### What to produce:
Nothing other than the lines from the one containing "Reviewer note. Confirm that each instance of the street" through the close of the entries below should be printed, each exactly.

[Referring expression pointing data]
*** Begin section ***

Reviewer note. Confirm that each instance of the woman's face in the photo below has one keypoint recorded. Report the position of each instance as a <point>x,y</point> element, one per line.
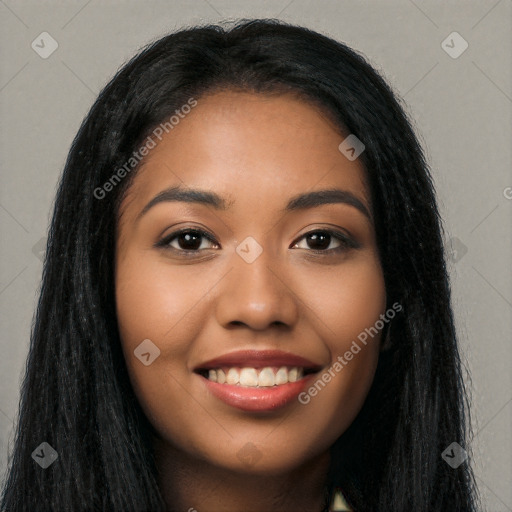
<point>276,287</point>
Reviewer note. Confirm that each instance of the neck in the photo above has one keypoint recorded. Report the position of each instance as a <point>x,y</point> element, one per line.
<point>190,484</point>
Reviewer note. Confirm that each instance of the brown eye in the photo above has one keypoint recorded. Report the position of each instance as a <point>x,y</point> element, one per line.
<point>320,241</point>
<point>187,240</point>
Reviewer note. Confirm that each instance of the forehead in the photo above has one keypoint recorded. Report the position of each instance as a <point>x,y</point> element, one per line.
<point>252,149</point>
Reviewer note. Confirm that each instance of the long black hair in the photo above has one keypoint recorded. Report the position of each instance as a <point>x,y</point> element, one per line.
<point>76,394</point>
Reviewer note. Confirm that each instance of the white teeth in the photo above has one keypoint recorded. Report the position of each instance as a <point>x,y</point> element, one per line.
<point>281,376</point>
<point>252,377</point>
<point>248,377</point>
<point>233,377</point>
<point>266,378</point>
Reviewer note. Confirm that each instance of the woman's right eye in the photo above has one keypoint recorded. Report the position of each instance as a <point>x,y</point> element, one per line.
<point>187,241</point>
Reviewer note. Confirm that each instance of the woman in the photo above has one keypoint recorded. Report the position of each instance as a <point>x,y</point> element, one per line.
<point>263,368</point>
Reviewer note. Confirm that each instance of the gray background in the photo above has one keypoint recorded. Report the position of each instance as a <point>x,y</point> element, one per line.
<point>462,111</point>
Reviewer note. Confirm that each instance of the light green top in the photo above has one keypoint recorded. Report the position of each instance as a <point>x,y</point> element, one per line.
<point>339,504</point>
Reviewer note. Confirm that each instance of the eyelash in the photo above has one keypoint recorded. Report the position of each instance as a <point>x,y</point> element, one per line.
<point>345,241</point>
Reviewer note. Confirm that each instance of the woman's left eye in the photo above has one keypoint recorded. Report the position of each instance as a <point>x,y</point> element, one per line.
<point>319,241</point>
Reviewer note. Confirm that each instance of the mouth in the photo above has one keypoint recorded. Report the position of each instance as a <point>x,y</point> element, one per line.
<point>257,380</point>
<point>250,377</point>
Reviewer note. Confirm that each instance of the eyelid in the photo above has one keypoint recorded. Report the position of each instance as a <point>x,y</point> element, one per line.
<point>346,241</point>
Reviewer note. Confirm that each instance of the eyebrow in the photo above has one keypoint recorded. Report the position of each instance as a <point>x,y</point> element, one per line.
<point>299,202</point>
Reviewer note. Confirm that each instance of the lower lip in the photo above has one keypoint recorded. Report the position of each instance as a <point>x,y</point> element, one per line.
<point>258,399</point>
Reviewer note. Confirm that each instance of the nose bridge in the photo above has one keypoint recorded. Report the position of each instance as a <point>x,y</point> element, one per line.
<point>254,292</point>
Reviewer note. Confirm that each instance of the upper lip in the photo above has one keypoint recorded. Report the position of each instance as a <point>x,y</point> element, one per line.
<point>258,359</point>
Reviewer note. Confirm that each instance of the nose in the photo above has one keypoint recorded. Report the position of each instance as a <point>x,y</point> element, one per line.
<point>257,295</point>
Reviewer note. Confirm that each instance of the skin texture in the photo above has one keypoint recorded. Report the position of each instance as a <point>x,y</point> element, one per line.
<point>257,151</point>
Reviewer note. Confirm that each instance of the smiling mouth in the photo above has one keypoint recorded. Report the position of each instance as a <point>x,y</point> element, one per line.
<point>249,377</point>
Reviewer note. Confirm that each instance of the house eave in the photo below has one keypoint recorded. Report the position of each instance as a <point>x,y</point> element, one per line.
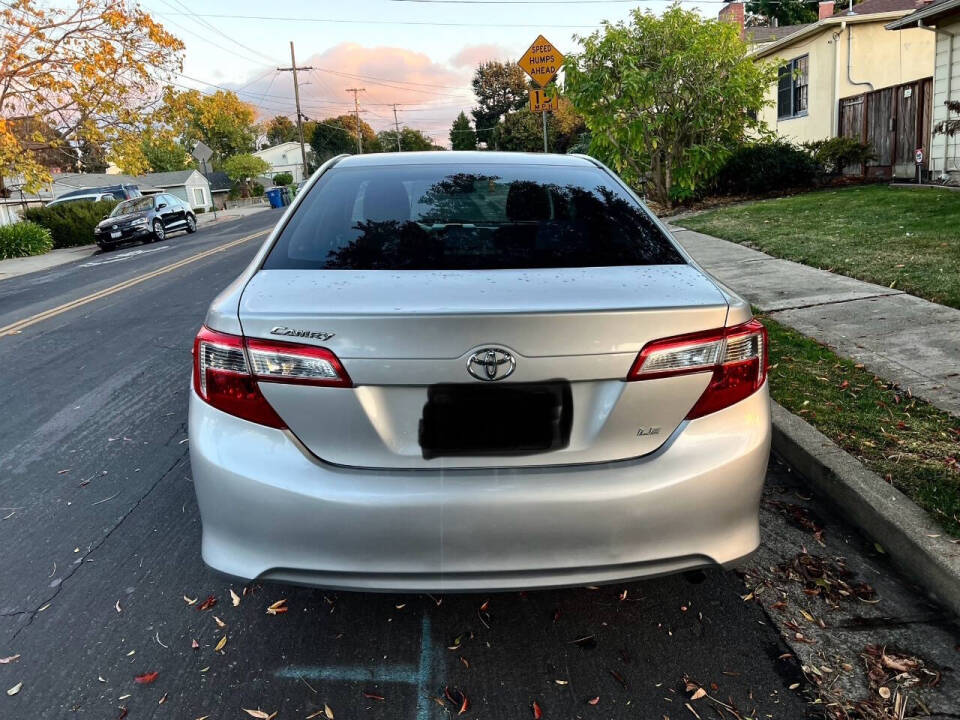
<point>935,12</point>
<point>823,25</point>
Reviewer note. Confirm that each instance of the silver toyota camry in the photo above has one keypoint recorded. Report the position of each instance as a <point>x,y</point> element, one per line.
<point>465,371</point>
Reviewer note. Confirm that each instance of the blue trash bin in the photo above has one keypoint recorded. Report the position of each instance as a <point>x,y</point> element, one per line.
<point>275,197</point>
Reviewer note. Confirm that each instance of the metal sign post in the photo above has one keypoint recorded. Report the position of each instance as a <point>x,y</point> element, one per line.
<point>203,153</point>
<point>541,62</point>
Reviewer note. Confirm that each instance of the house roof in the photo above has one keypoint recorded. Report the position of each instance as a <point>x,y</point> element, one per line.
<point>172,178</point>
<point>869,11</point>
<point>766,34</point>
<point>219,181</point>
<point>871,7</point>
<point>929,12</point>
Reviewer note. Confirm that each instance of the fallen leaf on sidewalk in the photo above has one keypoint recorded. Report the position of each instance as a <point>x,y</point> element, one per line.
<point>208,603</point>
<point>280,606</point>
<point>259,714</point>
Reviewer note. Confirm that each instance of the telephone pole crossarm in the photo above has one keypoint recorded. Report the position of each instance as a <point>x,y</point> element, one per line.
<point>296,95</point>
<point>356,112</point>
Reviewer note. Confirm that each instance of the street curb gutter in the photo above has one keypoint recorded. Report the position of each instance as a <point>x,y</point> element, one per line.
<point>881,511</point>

*** End section ***

### Output below:
Reviewer note. Confirm that each instance of the street curb gutter in the photo above has one keypoint recorded. Report the position of each instance as a <point>x,y</point> element, one per line.
<point>881,511</point>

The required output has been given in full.